▶ Problem requirements
Convert every line of the rows below into a Markdown table with the columns "No." and "Line", giving each line its number and skipping blank lines.

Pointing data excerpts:
--------------------------------------------------
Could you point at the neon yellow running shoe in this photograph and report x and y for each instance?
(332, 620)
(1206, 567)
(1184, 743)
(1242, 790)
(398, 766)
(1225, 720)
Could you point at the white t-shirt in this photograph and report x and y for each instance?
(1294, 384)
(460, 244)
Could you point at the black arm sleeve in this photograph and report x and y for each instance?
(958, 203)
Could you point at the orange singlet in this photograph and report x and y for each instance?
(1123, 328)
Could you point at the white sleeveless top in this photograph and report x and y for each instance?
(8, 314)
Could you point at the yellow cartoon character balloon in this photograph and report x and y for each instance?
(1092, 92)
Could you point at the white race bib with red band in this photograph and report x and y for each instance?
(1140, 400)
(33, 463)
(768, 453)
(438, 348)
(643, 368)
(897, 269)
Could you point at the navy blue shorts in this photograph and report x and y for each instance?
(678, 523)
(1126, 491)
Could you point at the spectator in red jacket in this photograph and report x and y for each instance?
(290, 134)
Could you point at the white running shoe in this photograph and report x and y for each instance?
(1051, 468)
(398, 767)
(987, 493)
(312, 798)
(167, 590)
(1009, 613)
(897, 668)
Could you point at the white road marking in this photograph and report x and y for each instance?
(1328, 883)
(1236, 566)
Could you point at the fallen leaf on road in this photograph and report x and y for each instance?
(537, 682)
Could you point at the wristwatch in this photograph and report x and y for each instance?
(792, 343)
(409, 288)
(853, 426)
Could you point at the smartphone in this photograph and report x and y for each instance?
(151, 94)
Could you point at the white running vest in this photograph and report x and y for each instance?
--------------------------------------------------
▶ Final result
| No. | Line |
|---|---|
| 1 | Could you point at the neon yellow running shoe in this photograph and report x and y for each instance? |
| 2 | (332, 620) |
| 3 | (1206, 567) |
| 4 | (1184, 743) |
| 5 | (1242, 790) |
| 6 | (398, 766) |
| 7 | (1225, 720) |
| 8 | Could you point at the white t-shirt in this photograph and report x and y for each instance? |
| 9 | (1294, 384) |
| 10 | (460, 244) |
| 11 | Could you point at the black arm sleeve in this photograph and report x and y for each instance? |
| 12 | (958, 203) |
| 13 | Could you point at the orange singlet in this photograph and report x and y for each instance? |
| 14 | (1123, 328) |
| 15 | Could you point at the white sleeveless top in this photograph and report x and y for each instance? |
| 16 | (8, 314) |
| 17 | Could you point at the yellow cartoon character balloon in this photograph and report x and y for each instance? |
| 18 | (1092, 92) |
| 19 | Could you point at the white race bib with red band in this photograph and report x and y for each instance? |
| 20 | (1140, 400) |
| 21 | (33, 463) |
| 22 | (768, 453) |
| 23 | (438, 348) |
| 24 | (643, 368) |
| 25 | (897, 269) |
| 26 | Could you point at the navy blue shorts in this photograph and report x and y for each instance? |
| 27 | (678, 523) |
| 28 | (1126, 491) |
| 29 | Could you point at the spectator in red jacket in this photograph and report x and y for each instance? |
| 30 | (290, 134) |
| 31 | Could you point at the white running shoe in this photograph and report x and y for each instance? |
| 32 | (1051, 468) |
| 33 | (398, 767) |
| 34 | (987, 493) |
| 35 | (312, 798) |
| 36 | (167, 590) |
| 37 | (1009, 613) |
| 38 | (897, 668) |
| 39 | Could you point at the white road marking in this photograph and report x and y for each instance? |
| 40 | (1328, 883) |
| 41 | (1236, 566) |
| 42 | Could you point at the fallen leaf on road in this photograph and report x and y for each instance? |
| 43 | (537, 682) |
| 44 | Could you point at the wristwatch in this photograph and report x and y for each instance? |
| 45 | (792, 343) |
| 46 | (409, 288) |
| 47 | (853, 426) |
| 48 | Could you point at the smartphone in this photograph and report x and y for each instance? |
| 49 | (151, 94) |
| 50 | Could you point at the white running vest in this photograph and report x and y for each instance? |